• EXTRACT PROVIDED
--*--
[GitHub] incubator-tinkerpop pull request: TINKERPOP-1082 & TINKERPOP-1222:...

okram Sat, 19 Mar 2016 05:03:21 -0700

GitHub user okram opened a pull request:

    https://github.com/apache/incubator-tinkerpop/pull/268


    TINKERPOP-1082 & TINKERPOP-1222: Hadoop Configuration Updates

    https://issues.apache.org/jira/browse/TINKERPOP-1082
    https://issues.apache.org/jira/browse/TINKERPOP-1222
    
    We had a very confusing situation with `gremlin.hadoop.graphInputFormat` 
and `gremlin.spark.graphInputRDD`. Not only did it cause a mess of `[WARN]` 
messages it was awkward as users had to know that one overrode the other. To 
make this cleaner, I created a new configuration called 
`gremlin.hadoop.graphReader` and `gremlin.hadoop.graphWriter` that can either 
take an `XXXFormat` or an `XXXRDD`. Internally, Spark/Giraph/etc. know how to 
reason on what is what.
--*--
Records:

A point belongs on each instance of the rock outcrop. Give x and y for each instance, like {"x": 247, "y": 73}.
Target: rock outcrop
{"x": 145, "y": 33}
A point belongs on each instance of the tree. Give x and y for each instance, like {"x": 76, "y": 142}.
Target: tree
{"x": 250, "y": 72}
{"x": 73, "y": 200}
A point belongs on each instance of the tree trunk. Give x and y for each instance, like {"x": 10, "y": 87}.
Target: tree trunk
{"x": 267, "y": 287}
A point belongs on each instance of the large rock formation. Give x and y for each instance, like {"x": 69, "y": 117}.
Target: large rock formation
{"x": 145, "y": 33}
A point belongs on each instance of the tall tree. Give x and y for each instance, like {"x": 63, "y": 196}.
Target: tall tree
--*--
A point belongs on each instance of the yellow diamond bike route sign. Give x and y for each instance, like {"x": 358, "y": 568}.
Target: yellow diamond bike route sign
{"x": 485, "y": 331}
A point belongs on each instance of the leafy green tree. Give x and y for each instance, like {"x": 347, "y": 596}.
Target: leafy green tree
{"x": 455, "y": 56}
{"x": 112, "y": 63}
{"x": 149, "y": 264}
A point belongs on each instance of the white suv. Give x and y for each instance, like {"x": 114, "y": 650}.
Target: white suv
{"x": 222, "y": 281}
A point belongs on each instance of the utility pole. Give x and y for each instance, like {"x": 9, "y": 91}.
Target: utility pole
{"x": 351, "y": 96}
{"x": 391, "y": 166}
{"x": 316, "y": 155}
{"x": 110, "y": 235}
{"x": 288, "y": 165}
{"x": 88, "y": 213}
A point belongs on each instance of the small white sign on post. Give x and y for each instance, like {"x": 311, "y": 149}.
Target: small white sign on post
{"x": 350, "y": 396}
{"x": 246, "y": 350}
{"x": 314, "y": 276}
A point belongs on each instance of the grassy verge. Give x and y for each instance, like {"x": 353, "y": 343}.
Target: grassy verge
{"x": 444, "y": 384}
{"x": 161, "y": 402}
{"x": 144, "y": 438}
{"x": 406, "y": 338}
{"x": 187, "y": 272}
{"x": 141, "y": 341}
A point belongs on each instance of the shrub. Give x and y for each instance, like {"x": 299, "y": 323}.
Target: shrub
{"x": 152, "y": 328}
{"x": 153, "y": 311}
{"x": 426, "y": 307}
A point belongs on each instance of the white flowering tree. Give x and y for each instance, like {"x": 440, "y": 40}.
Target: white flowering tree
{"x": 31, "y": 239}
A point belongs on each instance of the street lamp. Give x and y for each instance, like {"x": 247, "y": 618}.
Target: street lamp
--*--
• WHAT YOU WILL DO
1. According to the pull request, what can the new reader and writer settings take as values?
2. Summarize the pull request in two sentences.
3. List every configuration property named in the pull request.

• WRITTEN RESPONSES
1. Either an `XXXFormat` or an `XXXRDD`.

2. Having both `gremlin.hadoop.graphInputFormat` and `gremlin.spark.graphInputRDD` was confusing, caused many `[WARN]` messages, and forced users to know that one overrode the other. To fix this, new `gremlin.hadoop.graphReader` and `gremlin.hadoop.graphWriter` configurations were created that accept either an `XXXFormat` or an `XXXRDD`, and Spark, Giraph and similar systems work out internally which one they have.

3.
- `gremlin.hadoop.graphInputFormat`
- `gremlin.spark.graphInputRDD`
- `gremlin.hadoop.graphReader`
- `gremlin.hadoop.graphWriter`